# Dataset content start

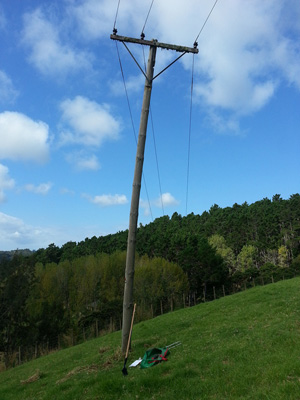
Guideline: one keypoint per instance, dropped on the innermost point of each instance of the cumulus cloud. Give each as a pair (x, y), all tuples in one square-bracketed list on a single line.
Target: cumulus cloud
[(167, 200), (133, 84), (95, 17), (23, 138), (6, 182), (84, 162), (15, 233), (246, 49), (106, 200), (43, 188), (8, 93), (87, 122), (48, 52)]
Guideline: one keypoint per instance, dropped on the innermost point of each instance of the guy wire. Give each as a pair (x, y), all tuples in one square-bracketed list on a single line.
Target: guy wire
[(189, 141)]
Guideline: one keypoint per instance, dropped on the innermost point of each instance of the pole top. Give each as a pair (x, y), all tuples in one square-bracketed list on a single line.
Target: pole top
[(155, 43)]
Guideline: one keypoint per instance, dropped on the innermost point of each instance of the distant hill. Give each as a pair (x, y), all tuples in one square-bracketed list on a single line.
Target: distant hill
[(8, 255), (244, 346)]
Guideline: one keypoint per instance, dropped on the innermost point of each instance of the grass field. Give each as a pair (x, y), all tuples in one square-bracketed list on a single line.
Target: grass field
[(244, 346)]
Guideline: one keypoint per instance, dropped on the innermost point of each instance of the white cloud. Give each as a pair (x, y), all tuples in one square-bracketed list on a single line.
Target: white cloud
[(14, 232), (23, 138), (106, 200), (83, 161), (6, 182), (43, 188), (8, 93), (95, 18), (91, 123), (133, 84), (246, 50), (167, 200), (48, 53)]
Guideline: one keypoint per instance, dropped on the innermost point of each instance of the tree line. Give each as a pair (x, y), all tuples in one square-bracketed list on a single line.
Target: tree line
[(61, 290)]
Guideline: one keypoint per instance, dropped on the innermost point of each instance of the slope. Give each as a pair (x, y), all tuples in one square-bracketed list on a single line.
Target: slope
[(245, 346)]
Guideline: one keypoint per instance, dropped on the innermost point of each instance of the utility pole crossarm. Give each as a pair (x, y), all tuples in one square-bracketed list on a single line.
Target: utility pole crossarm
[(155, 43)]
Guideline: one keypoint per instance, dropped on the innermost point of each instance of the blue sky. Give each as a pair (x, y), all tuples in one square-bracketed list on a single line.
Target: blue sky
[(68, 149)]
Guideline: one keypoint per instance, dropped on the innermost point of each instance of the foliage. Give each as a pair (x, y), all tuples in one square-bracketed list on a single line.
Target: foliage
[(244, 346)]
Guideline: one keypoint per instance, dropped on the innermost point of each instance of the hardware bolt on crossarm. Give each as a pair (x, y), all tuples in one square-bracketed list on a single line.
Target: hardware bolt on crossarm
[(136, 187)]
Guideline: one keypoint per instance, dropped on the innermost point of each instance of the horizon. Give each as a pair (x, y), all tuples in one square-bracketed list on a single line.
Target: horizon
[(68, 144)]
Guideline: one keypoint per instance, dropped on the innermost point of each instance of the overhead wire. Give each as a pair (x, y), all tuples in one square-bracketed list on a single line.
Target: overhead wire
[(155, 148), (142, 34), (206, 21), (189, 140), (114, 29), (191, 108)]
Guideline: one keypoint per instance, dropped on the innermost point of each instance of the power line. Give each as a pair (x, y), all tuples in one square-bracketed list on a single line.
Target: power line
[(189, 141), (206, 20), (142, 34), (155, 149), (114, 29)]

# Dataset content end

» Exercise prompt
Give the records above as a two-column CSV with the header instruction,points, one row per record: the record's text under instruction and its answer under points, each in one quoted field with line breaks turned into spaces. Leave the pictures out.

» Answer to the exercise
instruction,points
"Guideline: one keypoint per instance, dropped on the innermost point of each instance of the cumulus cloud. Give each as a pair (x, y), all tuples in one square-bracketed list on a single line. Target: cumulus cloud","[(167, 200), (133, 84), (95, 17), (23, 138), (6, 182), (84, 162), (15, 233), (246, 49), (106, 200), (43, 188), (8, 93), (87, 122), (48, 52)]"
"Guideline: one keypoint per instance, dropped on the innermost point of each instance of the guy wire. Give each as a pair (x, y), all tuples in one square-bracketed list on a single line. Target: guy wire","[(189, 141)]"
"Guideline: one keypoint per instance, dropped on the innermost point of each instance of the pole top. Give each as a pair (x, y), all tuples in one square-bracketed list on a single line. Target: pole top","[(155, 43)]"
"Guideline: one keypoint per instance, dropped on the innermost point of each instance of the distant hill. Give each as a pair (x, y), all tuples in one square-bracketed list on a single line. Target: distant hill","[(8, 255), (244, 346)]"
"Guideline: one keypoint per instance, dropped on the innermost point of each instance of the grass field. Give each as a pair (x, y), all tuples in one square-bracketed list on a single line. Target: grass field","[(244, 346)]"
"Guideline: one keypoint per instance, dropped on the innermost point of each instance of the white cloud. Give each as a pair (x, y), all tuples in one square-bracketed list on a single line. Target: white cloud","[(14, 232), (23, 138), (106, 200), (83, 161), (6, 182), (43, 188), (8, 93), (95, 18), (91, 123), (133, 84), (246, 50), (167, 200), (48, 53)]"
"Guideline: one keypoint per instance, dropped on the innermost point of each instance of the tree line. Give each as a pair (x, y), all tuples in one square-bracketed list on a single line. Target: tree line","[(61, 290)]"
"Guideline: one keypoint per instance, dropped on the innermost point of each instance of the slope. Give each as a pair (x, y), all tuples in one square-bracketed list on a single line. Target: slope","[(245, 346)]"
"Guideline: one keypoint per instance, dropped on the innermost point of each instance of the utility pole crossarm. Give each as a pair (x, y), all tuples in one square-bracketed list on a single line. Target: utility pole crossarm","[(155, 43)]"
"Guideline: one keypoint per instance, dropped on the innermost point of each instance of the blue sky. Give each as a pair (x, y), all tuples in one square-bracketed list on a single line. Target: blue sky","[(68, 149)]"
"Guideline: one keypoint per instance, dropped on the innermost point of each instance of the foliage. Give each as a pair (x, y), all tuples in one square-bracketed list on a single line. Target: foliage","[(244, 346)]"
"Guideline: one keypoint per instance, dropped on the innermost point of each instance of the hardware bolt on crossarm. Give each as a pair (x, y), all tuples in one square-bracketed list on a single line. Target: hardware bolt on crossarm","[(136, 187)]"
"Guideline: one keypoint per instance, dropped on the innermost point of each instance of the horizon. Give each as a pair (x, y), all tuples in one square-bracketed list on a single line. Target: horizon","[(68, 144)]"
"Guideline: one keypoint per instance, dropped on the innermost point of each instance of the overhead wire. Give each as a pair (x, y), all tuples in one square-bracketed list on a single line. Target: overhead wire","[(155, 148), (142, 34), (206, 21), (189, 140), (114, 29), (191, 108)]"
"Guideline: one keypoint per instance, dropped on the innermost point of each instance of the power line. Give each as a pair (x, y), all tuples in one square-bracketed list on a single line. Target: power line","[(189, 141), (206, 20), (142, 34), (155, 149), (114, 29)]"